## start PAGE EXTRACT
A Title is Only a Title

Bill Abbate

Photo by Hernan Pauccara

Want to know a secret for enhancing what you see in life? It involves more than eyesight and more than your mind. It involves those things called emotions, otherwise known as "heart." Yes, there is a metaphorical connection between emotions and the heart. This heart, however, is not a physical, beating heart but is something that lies on the other side of logic. Let's explore!

Logic, heart, and emotions

Can you imagine a life lived without emotions? If you could live purely by logic, it would dehumanize you, and you may as well be a computer. No human being can live this way completely, including Joe Friday! Emotions affect every one of us, regardless of how much we favor logic.

"Don't let your brain interfere with your heart." Albert Einstein (1879-1955)

A great deal of research exists on how our emotions can affect the health of our physical hearts. Simply google "emotions and physical heart," and as of this writing, you will get more than 53 million results! But this article is not about that connection. No, it is about using the word heart in place of emotion.

Many researchers have studied how emotions influence our lives. You may have heard of Emotional Intelligence (EI), which is largely about how we interact with others and how well we know ourselves. Volumes of information and studies exist on the subject of EI. Yet most of us remain unaware of the influence of emotions on every part of our lives. Not to mention how our EI affects the lives of others.

Emotional Intelligence is a subject worth studying to understand yourself and others better. In the leadership and life coaching professions, we often help people move from only thinking about things to experiencing them. The person must incorporate their entire being, meaning their brain, body, and emotions, to accomplish this.

"The best and most beautiful things in the world cannot be seen or even touched. They must be felt with the heart." Helen Keller (1880-1968)

Real change in life involves the whole person, not just the ability to think analytically. Emotions provide valuable information outside of cold hard facts. It is in our emotions that we really live our lives.

The heart and emotions

We are emotional beings, and to deny that is to deny reality. But in truth, we are both thinking (rational) and emotional human beings.

"I wish I could make him understand that a loving good heart is riches enough, and that without it intellect is poverty." Mark Twain (1835-1910)

If we see things only with logical thinking, we see narrowly, through blinders, with limited perspective. When we see with our entire being, including our emotions, we see more broadly.

Sure, we can gain additional perspectives through thinking alone—yet without using more of who we really are, without incorporating our whole being, we will miss opportunities to broaden our perspectives in a meaningful way.

The first step to seeing more of yourself is to embrace both your rational thought and your heartfelt emotions. Anything less can severely restrict what you see and understand.

To think rationally requires setting aside emotions. To operate this way in the world means you focus only on the facts and what you can verify with your senses. Sometimes, this is the right approach. If your finances are in disarray, your bank account is empty, and you have maxed out your credit cards, then—despite how you feel about your situation—you need to be rational and make plans to rectify it.

If you allow emotions like fear to enter such a situation, they can overwhelm you and hold you back. Yet used properly, your emotions can propel you forward into a new plan that can create a solution.

Observing emotions

Let's consider a simple thing you can do to observe how emotions drive your life. Think of an event that happened recently at work or home and look for the emotions involved.
## end PAGE EXTRACT
## start PROVIDED RECORDS
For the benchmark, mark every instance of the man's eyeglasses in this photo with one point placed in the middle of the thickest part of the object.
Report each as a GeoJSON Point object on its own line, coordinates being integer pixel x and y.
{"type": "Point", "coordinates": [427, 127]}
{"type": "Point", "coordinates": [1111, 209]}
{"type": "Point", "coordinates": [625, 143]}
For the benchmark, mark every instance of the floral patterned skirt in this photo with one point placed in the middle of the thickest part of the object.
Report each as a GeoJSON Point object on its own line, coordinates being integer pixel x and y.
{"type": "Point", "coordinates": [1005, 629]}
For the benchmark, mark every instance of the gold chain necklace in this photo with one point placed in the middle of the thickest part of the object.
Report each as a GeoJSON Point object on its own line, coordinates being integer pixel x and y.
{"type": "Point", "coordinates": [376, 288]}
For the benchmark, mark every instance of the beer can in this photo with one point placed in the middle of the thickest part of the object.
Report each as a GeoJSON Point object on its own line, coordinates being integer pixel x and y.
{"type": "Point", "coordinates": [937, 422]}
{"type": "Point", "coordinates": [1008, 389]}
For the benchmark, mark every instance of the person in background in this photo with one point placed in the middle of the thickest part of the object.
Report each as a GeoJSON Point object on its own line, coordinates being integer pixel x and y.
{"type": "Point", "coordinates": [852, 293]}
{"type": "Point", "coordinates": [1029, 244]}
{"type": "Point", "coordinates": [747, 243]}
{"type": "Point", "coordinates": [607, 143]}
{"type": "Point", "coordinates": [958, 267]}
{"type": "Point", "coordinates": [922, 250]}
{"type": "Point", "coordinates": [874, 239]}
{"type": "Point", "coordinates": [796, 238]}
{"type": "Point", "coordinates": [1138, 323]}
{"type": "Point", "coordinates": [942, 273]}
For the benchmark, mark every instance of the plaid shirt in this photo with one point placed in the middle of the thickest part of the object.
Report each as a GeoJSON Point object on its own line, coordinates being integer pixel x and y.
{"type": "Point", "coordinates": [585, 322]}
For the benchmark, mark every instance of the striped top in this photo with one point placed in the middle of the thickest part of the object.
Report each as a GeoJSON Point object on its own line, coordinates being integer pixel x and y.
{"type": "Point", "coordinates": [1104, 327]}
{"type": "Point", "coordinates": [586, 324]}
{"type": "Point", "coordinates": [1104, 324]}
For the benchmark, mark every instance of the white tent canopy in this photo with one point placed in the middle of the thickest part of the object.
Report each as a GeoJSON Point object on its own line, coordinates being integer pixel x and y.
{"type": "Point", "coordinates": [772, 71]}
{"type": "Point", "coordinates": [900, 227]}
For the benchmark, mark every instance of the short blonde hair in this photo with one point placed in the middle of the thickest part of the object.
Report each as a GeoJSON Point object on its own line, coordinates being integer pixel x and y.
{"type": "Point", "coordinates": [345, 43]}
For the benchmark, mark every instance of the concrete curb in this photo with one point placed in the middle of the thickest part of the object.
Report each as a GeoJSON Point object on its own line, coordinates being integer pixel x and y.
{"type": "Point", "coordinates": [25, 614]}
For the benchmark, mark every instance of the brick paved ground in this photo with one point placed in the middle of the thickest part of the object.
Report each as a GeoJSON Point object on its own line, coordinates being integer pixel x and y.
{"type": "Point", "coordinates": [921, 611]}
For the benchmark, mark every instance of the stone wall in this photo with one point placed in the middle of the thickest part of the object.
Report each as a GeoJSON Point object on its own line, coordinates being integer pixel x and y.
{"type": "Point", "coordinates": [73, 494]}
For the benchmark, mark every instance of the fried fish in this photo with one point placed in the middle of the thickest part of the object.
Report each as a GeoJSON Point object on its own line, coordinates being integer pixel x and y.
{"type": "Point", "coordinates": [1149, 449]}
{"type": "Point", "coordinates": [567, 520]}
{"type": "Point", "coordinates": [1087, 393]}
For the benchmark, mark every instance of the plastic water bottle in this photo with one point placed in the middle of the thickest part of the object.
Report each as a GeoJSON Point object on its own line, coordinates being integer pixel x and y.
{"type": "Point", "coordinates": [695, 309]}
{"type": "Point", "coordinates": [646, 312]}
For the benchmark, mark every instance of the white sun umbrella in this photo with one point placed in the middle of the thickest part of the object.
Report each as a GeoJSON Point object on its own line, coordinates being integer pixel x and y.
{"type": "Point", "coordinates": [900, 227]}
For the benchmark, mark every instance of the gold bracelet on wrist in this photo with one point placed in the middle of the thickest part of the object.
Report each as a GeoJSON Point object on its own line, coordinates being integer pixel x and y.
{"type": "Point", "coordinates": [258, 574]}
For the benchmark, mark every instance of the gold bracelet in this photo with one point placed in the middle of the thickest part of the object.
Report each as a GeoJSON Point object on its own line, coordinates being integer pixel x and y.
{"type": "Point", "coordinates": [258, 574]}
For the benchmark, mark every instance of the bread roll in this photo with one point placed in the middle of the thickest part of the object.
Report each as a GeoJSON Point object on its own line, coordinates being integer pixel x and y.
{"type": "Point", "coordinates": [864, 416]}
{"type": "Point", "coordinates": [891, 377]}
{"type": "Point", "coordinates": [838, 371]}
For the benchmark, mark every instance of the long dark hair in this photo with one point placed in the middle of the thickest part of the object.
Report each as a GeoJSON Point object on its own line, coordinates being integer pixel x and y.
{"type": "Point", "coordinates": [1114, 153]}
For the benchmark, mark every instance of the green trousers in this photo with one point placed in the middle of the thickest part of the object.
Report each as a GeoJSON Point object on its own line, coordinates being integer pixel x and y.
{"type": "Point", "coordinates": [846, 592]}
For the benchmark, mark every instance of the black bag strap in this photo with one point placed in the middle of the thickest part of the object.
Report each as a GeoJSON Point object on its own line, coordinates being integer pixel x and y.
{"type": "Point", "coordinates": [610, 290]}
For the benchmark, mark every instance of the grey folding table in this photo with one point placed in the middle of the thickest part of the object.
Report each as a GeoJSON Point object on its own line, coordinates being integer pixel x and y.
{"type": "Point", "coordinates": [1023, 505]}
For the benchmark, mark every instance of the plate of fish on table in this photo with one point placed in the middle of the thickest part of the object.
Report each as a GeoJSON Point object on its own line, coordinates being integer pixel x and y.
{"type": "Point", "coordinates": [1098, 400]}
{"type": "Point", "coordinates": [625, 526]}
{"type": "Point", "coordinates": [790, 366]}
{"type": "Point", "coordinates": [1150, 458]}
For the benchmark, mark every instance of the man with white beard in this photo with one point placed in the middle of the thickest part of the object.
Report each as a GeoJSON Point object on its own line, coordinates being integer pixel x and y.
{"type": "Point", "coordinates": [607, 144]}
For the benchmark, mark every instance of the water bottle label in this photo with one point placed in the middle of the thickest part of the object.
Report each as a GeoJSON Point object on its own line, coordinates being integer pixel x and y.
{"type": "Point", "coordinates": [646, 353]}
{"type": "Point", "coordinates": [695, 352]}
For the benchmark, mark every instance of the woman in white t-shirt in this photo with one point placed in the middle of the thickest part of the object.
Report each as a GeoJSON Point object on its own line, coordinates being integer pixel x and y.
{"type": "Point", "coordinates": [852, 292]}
## end PROVIDED RECORDS
# THINGS TO DO
1. Render into Spanish the following sentence from the essay on emotions and the heart: "Emotions provide valuable information outside of cold hard facts."
2. Extract from the essay on emotions and the heart the passage running from "Real change in" up to and including "Mark Twain (1835-1910)".

# WRITTEN RESPONSES
1. Las emociones proporcionan información valiosa más allá de los hechos fríos y objetivos.

2.
Real change in life involves the whole person, not just the ability to think analytically. Emotions provide valuable information outside of cold hard facts. It is in our emotions that we really live our lives.

The heart and emotions

We are emotional beings, and to deny that is to deny reality. But in truth, we are both thinking (rational) and emotional human beings.

"I wish I could make him understand that a loving good heart is riches enough, and that without it intellect is poverty." Mark Twain (1835-1910)